● Problem statement
Reproduce every one of the rows below word for word, keeping each character and line break unchanged.

— begin Records shown —

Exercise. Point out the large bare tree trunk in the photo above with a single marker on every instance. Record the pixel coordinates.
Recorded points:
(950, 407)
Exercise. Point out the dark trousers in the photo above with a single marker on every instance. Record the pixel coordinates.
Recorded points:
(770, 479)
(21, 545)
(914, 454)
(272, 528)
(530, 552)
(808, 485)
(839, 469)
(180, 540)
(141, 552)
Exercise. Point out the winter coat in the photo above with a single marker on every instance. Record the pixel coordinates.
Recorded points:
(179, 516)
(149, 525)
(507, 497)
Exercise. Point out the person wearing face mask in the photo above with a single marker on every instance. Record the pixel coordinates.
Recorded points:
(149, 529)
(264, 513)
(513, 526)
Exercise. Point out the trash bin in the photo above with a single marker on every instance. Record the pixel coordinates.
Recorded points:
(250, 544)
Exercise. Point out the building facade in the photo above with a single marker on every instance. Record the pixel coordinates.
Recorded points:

— end Records shown —

● Exercise response
Exercise. Point out the large bare tree trunk in the photo above with a single marker on every instance. Record the pixel coordinates.
Recorded points:
(950, 407)
Exercise. Point out the dark trousers in the photo above with a single marker on every instance. Record the pixel coordinates.
Recorded points:
(770, 479)
(21, 545)
(914, 454)
(272, 528)
(530, 552)
(808, 485)
(839, 469)
(180, 540)
(141, 552)
Exercise. Point out the winter coat in the photo above with a single marker on every instance. Record the pixel coordinates.
Recorded points:
(179, 516)
(149, 525)
(507, 497)
Exercise. Point out the person wearing face mask in the photo above with a single marker on every instance. Record the pixel coordinates.
Recorded points:
(149, 529)
(264, 513)
(513, 526)
Exercise. Point out the trash bin in the photo above with a single marker on every instance. Record the pixel coordinates.
Recorded points:
(250, 544)
Exercise. Point out the building facade in the photo above with a single marker on every instance. Record the pixel coordinates.
Recorded points:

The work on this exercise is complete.